----- Working data -----

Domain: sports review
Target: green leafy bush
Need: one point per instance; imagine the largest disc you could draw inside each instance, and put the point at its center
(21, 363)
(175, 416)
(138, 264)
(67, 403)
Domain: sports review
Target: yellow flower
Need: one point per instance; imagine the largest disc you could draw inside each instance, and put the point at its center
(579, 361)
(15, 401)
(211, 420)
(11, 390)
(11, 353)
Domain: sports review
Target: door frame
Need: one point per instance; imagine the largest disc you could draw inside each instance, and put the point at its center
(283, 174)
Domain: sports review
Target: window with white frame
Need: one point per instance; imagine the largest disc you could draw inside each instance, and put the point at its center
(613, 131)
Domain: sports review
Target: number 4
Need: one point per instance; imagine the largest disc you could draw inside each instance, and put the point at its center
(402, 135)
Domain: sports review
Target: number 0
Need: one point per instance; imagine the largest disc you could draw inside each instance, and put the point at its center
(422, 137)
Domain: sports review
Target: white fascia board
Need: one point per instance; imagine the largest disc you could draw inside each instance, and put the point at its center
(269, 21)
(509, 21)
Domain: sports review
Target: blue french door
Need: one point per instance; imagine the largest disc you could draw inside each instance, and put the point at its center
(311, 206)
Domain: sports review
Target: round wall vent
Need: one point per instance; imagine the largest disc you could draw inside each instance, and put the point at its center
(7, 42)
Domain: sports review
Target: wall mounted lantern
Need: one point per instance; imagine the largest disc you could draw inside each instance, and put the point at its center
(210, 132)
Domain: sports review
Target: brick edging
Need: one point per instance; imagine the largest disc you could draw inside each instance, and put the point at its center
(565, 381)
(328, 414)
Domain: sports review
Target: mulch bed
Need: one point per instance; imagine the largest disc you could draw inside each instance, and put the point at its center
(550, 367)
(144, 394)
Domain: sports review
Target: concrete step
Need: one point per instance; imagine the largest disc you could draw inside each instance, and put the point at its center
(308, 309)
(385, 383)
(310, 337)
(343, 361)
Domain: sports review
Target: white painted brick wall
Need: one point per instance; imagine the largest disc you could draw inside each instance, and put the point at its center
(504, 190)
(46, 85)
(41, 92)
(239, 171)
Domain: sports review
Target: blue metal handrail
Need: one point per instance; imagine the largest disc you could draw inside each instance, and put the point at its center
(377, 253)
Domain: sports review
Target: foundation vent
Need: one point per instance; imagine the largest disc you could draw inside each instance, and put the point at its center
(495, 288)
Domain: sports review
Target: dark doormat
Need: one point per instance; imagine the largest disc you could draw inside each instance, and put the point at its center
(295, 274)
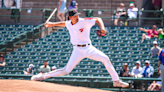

-----

▸ **Prompt**: Pick out every line in the records above that contains the string "wall". Case counts.

▸ **Problem solution**:
Target: round wall vent
Target: wall mounted lantern
Target: white painted brick wall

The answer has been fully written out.